======== Given data ========
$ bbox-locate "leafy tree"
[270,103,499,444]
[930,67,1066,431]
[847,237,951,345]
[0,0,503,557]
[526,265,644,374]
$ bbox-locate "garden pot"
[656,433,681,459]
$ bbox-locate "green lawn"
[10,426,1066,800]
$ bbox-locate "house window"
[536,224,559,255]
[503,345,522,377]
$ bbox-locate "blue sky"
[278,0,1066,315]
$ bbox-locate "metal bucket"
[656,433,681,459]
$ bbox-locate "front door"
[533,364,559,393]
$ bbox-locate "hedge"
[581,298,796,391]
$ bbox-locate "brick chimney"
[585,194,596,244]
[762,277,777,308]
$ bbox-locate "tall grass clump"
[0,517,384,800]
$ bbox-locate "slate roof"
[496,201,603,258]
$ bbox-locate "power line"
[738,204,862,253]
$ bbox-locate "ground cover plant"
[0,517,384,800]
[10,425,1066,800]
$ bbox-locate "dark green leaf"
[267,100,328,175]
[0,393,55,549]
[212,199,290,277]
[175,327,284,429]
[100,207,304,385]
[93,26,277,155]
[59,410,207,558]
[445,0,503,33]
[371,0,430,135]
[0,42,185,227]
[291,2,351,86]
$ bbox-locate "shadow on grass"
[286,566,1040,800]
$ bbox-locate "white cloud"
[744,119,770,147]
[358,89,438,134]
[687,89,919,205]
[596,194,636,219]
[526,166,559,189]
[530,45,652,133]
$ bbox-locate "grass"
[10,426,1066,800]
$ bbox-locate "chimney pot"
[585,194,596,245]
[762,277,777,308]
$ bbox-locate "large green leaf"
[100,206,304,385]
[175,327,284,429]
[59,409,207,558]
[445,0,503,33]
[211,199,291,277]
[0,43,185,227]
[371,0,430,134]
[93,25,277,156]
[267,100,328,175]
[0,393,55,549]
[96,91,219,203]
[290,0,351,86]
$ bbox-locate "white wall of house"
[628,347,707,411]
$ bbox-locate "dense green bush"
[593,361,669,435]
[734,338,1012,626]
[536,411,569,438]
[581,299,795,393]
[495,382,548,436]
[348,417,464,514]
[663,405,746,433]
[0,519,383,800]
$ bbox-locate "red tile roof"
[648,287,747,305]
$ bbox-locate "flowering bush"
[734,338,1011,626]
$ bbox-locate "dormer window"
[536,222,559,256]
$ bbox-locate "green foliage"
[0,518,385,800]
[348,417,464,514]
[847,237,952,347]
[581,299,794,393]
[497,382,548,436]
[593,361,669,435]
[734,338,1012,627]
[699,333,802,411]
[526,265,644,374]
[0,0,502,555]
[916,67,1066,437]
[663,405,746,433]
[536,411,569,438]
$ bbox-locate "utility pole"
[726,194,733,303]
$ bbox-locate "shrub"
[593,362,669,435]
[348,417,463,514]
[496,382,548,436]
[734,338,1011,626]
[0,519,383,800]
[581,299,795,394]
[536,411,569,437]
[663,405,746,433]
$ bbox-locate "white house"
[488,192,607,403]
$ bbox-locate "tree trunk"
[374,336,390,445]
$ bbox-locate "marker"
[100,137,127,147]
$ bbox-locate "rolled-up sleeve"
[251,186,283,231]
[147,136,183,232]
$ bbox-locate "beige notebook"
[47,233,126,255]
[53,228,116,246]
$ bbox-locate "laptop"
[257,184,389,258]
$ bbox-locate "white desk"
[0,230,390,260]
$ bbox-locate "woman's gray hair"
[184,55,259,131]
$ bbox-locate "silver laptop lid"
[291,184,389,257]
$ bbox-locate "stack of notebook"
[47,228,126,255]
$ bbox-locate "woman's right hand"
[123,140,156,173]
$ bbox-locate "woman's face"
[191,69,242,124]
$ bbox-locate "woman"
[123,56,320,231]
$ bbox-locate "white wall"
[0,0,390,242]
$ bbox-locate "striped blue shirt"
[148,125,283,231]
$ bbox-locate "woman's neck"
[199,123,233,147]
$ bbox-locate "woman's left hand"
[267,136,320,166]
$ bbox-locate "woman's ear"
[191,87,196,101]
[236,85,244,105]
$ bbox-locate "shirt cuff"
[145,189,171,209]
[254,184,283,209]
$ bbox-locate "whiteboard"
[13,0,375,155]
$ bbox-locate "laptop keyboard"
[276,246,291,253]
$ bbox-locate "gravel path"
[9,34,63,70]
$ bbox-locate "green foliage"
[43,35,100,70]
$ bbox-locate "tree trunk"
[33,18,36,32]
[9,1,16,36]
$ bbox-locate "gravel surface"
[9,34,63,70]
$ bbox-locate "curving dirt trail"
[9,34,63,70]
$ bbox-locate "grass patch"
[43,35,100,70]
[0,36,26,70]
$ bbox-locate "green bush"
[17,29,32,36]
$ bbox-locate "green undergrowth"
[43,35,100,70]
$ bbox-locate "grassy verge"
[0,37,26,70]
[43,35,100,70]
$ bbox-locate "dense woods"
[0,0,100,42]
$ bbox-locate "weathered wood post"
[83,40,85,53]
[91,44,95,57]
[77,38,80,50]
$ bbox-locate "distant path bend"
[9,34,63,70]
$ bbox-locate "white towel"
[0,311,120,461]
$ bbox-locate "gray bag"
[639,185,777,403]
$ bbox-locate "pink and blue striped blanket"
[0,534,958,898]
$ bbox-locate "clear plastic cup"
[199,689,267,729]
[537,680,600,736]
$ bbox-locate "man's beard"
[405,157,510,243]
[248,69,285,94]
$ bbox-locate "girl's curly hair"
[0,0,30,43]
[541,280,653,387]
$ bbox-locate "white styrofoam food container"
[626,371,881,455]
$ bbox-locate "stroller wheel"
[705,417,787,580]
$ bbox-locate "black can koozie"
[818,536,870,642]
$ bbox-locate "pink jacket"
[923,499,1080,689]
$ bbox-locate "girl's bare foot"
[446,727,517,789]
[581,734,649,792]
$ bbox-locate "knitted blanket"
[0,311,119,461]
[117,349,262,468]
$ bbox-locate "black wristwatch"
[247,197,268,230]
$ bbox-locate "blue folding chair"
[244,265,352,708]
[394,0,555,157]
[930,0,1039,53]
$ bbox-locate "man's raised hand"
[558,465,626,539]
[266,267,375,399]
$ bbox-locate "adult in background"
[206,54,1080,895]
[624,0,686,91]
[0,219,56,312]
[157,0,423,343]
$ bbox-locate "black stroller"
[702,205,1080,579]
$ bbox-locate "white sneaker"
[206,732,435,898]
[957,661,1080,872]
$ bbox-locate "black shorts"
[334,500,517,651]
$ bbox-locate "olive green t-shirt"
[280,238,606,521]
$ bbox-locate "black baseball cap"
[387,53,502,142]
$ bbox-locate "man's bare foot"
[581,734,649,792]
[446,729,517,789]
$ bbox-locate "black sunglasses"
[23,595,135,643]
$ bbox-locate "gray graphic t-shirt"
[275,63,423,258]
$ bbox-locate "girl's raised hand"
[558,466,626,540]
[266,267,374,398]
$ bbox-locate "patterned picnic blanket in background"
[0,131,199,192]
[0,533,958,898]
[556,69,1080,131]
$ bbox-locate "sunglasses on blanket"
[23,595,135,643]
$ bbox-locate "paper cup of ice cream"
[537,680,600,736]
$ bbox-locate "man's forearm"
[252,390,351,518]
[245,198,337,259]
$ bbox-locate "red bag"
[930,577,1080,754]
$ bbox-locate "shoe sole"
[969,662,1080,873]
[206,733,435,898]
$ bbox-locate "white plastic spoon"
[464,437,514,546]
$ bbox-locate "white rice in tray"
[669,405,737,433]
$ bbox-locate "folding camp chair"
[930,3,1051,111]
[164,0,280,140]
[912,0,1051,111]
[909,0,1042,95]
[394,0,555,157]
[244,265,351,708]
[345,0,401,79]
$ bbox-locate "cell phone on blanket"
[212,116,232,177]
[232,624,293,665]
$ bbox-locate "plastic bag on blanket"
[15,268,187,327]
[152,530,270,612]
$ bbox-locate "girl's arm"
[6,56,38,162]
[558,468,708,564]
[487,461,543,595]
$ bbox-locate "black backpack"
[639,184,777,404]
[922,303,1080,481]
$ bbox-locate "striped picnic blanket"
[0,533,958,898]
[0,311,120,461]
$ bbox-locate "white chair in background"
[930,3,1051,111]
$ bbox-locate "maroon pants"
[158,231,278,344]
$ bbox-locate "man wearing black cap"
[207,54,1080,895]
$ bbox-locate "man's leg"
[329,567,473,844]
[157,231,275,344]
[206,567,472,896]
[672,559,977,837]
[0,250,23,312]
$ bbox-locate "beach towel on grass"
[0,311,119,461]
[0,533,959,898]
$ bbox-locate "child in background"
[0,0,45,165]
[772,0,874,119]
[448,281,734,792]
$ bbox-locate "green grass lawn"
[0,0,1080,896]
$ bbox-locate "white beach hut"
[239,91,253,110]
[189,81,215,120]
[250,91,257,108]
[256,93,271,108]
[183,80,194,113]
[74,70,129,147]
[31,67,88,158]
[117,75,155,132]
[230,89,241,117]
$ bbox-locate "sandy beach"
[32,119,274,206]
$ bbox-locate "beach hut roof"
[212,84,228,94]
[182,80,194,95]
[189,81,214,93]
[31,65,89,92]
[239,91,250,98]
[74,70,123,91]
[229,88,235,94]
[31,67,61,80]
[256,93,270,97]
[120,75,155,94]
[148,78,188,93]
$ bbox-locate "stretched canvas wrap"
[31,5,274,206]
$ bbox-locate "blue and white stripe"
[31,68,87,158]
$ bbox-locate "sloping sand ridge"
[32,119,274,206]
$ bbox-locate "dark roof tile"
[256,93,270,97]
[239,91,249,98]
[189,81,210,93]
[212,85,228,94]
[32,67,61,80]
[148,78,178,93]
========
Rewrite everything from the line containing "and blue striped" down through the line containing "[818,536,870,642]", swapping "koozie" for "sleeve" and keeping all else the same.

» The answer
$ bbox-locate "pink and blue striped blanket"
[0,534,958,898]
$ bbox-locate "clear plastic cup"
[199,689,267,729]
[537,680,600,736]
$ bbox-locate "man's beard"
[405,157,510,243]
[248,69,285,94]
$ bbox-locate "girl's curly hair"
[0,0,30,43]
[541,280,653,387]
$ bbox-locate "white styrofoam food container"
[626,371,881,455]
$ bbox-locate "stroller wheel"
[705,417,787,580]
$ bbox-locate "black can sleeve"
[818,536,870,642]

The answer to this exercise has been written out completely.